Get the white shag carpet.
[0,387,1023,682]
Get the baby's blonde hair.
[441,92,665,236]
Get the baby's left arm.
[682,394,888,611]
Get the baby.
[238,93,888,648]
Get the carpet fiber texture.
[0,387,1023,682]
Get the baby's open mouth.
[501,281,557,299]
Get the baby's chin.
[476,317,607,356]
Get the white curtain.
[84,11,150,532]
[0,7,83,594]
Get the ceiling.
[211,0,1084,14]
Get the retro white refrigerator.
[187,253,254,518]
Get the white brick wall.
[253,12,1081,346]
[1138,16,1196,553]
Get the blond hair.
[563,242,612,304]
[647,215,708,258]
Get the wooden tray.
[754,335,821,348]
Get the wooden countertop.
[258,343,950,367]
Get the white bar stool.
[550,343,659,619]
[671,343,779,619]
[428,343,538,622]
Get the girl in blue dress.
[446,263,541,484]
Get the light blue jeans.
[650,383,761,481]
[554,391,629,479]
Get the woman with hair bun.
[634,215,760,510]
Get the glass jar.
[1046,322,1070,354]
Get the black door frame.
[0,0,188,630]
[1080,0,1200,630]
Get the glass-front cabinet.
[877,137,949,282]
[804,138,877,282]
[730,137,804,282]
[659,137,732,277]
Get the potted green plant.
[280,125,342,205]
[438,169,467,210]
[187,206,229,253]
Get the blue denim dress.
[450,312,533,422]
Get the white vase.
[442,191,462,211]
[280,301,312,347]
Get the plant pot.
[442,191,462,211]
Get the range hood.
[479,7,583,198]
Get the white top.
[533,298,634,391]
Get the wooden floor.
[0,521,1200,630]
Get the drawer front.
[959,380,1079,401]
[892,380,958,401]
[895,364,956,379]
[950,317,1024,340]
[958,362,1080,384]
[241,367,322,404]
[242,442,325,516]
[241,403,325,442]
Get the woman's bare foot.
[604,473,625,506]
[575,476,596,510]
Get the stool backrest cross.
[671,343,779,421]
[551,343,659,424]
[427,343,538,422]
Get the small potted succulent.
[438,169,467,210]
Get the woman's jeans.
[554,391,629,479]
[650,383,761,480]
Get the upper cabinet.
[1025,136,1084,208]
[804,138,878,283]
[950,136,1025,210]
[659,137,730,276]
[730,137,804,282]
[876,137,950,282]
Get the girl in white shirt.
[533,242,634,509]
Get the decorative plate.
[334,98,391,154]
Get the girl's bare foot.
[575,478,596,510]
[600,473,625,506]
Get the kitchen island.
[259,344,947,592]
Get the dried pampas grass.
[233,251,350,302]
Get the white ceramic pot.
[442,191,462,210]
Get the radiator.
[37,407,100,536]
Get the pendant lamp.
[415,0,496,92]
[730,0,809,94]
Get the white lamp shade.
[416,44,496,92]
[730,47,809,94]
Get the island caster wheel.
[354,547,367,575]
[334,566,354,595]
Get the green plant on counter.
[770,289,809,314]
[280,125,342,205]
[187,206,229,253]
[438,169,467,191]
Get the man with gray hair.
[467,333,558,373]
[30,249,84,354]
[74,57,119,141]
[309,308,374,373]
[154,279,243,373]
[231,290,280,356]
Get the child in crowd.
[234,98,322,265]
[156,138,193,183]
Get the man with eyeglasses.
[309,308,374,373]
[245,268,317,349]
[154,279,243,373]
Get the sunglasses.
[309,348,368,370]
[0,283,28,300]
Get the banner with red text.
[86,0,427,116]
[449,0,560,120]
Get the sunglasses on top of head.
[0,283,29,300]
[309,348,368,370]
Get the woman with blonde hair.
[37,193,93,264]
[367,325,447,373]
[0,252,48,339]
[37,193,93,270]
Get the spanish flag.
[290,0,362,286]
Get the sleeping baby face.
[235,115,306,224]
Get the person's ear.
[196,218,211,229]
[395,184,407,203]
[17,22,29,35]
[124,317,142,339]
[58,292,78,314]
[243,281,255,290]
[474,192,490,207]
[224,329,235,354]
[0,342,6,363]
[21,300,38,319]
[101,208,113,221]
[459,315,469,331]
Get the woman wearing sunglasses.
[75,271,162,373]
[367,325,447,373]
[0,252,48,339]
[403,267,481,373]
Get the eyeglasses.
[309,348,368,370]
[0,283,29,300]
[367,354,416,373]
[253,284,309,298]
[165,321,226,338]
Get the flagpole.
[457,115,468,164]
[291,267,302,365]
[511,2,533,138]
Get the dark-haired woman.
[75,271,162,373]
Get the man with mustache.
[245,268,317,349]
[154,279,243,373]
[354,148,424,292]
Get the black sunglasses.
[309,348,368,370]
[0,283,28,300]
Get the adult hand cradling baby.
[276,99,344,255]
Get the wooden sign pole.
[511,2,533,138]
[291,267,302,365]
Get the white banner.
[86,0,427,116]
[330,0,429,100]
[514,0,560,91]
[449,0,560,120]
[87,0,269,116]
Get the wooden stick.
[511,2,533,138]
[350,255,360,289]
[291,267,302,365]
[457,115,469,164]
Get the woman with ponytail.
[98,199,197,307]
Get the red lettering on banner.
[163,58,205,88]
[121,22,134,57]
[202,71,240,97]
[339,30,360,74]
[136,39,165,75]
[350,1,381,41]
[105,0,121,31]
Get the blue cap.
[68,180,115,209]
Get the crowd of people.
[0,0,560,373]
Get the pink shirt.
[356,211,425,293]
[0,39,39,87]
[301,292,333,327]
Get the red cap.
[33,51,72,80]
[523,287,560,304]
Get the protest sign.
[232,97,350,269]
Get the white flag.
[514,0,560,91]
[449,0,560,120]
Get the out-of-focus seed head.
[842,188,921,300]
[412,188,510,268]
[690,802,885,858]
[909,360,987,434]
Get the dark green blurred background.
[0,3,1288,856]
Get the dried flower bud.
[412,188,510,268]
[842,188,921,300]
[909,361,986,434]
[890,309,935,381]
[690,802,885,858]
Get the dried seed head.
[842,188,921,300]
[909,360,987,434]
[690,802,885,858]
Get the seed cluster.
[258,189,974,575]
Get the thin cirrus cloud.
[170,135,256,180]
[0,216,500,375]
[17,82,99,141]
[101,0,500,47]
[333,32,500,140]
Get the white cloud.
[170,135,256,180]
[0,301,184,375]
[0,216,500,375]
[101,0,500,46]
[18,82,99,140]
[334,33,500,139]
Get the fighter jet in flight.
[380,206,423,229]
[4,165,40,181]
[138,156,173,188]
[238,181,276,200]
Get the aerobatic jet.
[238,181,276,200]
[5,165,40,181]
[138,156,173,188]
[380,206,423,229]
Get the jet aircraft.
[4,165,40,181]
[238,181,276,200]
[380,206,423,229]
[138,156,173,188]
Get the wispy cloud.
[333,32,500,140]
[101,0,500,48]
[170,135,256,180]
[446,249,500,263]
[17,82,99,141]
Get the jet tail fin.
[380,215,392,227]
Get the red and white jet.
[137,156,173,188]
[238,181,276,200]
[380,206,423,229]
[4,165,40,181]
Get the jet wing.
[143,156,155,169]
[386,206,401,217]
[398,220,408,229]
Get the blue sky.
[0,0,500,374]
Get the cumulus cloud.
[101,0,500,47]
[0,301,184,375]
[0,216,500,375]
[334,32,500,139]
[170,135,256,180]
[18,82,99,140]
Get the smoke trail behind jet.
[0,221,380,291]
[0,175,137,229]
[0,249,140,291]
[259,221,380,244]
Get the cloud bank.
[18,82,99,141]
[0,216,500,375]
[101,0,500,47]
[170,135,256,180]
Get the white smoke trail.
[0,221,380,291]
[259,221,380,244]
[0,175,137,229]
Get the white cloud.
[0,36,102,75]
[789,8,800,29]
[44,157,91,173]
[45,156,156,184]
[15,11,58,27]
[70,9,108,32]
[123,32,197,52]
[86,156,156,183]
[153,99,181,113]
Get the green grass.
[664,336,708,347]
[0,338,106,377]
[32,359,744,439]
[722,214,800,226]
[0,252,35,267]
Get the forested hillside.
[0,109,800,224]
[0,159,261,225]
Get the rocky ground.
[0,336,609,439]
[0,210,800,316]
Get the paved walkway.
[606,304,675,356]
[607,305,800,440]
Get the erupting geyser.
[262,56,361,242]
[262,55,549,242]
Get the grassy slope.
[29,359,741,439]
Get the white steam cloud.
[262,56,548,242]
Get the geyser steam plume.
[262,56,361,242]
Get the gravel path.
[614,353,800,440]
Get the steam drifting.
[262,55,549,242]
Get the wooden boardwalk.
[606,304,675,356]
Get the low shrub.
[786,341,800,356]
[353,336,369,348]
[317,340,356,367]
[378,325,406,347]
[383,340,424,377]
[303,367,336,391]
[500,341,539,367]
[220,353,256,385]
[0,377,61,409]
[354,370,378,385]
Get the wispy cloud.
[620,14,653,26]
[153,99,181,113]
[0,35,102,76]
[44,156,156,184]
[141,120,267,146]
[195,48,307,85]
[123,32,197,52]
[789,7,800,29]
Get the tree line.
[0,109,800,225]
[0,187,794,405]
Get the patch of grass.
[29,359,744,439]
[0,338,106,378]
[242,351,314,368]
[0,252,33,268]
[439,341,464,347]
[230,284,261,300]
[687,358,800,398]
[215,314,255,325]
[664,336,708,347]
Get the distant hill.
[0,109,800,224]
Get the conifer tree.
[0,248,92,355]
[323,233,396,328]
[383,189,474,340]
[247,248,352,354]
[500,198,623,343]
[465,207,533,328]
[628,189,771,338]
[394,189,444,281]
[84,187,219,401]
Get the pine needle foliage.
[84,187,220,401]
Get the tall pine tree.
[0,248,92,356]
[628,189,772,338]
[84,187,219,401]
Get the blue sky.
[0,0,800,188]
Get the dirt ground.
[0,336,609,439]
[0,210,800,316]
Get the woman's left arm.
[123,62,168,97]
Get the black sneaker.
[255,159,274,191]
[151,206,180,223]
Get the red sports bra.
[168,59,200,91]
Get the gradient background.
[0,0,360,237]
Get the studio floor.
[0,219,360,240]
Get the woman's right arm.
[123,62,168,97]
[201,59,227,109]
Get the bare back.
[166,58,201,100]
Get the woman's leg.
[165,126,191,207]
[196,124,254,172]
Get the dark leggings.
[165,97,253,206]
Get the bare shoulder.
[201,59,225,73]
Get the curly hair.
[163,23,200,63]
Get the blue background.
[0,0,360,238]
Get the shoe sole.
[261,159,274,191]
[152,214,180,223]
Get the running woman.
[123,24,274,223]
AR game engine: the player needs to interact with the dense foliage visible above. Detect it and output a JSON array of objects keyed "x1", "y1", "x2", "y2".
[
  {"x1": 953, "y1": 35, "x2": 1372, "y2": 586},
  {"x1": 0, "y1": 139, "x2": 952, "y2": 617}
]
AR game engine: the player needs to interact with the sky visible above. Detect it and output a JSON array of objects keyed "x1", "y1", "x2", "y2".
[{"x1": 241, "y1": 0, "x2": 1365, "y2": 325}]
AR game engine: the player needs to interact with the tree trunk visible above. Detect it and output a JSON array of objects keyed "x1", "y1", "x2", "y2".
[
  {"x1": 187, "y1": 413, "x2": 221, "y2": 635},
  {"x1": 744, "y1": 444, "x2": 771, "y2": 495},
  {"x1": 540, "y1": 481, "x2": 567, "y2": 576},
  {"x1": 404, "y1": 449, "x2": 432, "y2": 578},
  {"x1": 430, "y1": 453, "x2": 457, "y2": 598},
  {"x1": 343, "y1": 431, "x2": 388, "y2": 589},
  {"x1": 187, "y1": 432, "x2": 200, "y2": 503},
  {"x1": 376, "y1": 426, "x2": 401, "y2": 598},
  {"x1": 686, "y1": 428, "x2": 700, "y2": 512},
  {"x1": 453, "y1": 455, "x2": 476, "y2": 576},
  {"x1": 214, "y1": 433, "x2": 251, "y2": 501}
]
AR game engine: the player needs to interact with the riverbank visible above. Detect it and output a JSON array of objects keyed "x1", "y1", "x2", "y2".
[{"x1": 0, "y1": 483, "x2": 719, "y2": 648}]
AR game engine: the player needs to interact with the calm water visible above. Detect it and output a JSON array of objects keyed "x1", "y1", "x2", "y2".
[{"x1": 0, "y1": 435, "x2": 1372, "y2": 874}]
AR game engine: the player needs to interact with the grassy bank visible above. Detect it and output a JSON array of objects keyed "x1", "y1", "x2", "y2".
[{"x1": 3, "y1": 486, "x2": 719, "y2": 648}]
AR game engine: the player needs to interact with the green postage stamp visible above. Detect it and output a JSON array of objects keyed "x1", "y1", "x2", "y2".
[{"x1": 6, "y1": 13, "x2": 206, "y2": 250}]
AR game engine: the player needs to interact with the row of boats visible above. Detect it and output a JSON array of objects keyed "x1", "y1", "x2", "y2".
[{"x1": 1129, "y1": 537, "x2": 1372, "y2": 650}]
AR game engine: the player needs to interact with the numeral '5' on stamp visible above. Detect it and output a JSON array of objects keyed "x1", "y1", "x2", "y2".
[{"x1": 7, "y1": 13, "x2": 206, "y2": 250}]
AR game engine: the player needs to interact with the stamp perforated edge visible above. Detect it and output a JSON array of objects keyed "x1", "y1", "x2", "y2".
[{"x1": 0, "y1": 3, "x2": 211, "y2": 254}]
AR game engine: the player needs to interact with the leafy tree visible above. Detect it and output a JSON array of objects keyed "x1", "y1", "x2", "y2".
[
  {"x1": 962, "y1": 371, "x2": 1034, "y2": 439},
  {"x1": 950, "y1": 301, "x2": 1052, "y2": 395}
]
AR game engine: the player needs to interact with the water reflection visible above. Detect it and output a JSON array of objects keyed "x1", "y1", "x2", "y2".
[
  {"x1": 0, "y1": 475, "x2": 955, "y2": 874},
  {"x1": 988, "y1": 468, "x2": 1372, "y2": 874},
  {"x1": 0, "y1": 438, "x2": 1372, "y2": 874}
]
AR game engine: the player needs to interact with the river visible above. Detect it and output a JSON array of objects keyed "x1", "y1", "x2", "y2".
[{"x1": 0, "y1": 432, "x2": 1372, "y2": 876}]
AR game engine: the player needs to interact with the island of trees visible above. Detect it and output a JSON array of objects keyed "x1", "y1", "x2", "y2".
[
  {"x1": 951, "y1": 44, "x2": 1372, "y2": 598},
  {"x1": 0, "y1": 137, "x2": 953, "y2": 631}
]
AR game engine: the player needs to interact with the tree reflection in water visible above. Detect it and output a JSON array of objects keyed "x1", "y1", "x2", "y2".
──────
Can you recast the lines from the line with "Get the tall pine tree." to the line with "[0,219,360,240]" as a two-column CSV with the headers text and answer? Give one row for each text line and its answer, put each value in a quoted field, and turn line breaks into spaces.

text,answer
"Get the tall pine tree.","[0,248,92,356] [628,189,772,338] [84,187,219,401]"
"Get the blue sky.","[0,0,800,188]"
"Get the dirt ground.","[0,336,609,439] [0,210,800,316]"
"Get the woman's left arm.","[123,62,168,97]"
"Get the black sneaker.","[255,159,274,191] [151,206,180,223]"
"Get the red sports bra.","[168,59,200,91]"
"Get the gradient background.","[0,0,360,237]"
"Get the studio floor.","[0,219,360,240]"